Exercise inputs
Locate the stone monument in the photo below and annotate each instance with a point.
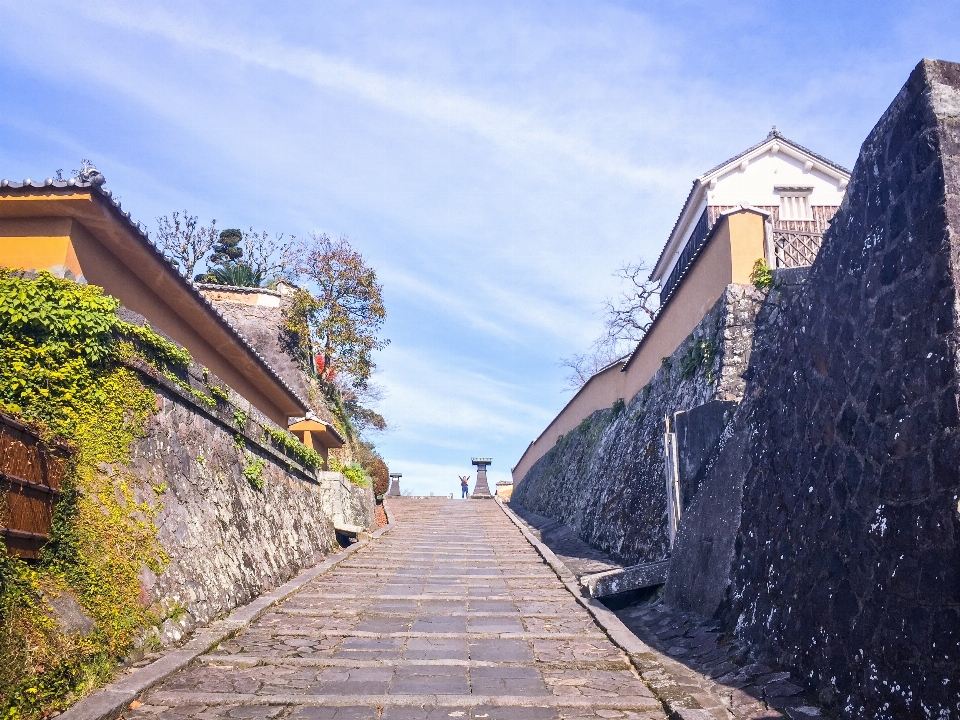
(481, 489)
(394, 490)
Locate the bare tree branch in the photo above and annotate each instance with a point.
(270, 256)
(626, 320)
(629, 316)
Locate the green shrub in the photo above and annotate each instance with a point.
(62, 353)
(761, 276)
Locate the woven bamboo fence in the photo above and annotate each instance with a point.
(31, 473)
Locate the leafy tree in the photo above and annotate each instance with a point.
(226, 250)
(626, 320)
(184, 242)
(248, 259)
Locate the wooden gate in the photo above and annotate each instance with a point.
(30, 475)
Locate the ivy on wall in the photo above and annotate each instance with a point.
(62, 348)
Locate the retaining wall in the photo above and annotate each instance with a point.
(605, 478)
(228, 541)
(827, 534)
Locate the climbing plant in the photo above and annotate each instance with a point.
(761, 276)
(62, 368)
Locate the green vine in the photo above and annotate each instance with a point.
(353, 472)
(700, 354)
(221, 394)
(62, 349)
(291, 446)
(253, 471)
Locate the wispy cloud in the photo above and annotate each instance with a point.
(513, 131)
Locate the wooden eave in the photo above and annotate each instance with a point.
(92, 208)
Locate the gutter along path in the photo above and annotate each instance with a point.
(453, 614)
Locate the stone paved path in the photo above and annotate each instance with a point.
(452, 614)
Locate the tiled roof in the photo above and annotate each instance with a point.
(97, 186)
(666, 298)
(774, 134)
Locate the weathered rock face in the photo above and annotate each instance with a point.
(228, 541)
(838, 552)
(605, 479)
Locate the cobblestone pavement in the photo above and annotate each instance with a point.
(713, 669)
(452, 614)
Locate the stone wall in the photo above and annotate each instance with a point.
(605, 479)
(827, 534)
(228, 541)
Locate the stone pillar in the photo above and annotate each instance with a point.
(481, 489)
(394, 490)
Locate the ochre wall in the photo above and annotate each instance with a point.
(104, 269)
(729, 257)
(37, 244)
(736, 243)
(599, 392)
(46, 242)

What the task requires
Write out the material word for word, from the line containing "Locate the ochre" through the end.

Task output
Locate the ochre wall in the photo above and annotate each instance with a point.
(104, 269)
(729, 257)
(37, 244)
(736, 243)
(599, 392)
(46, 242)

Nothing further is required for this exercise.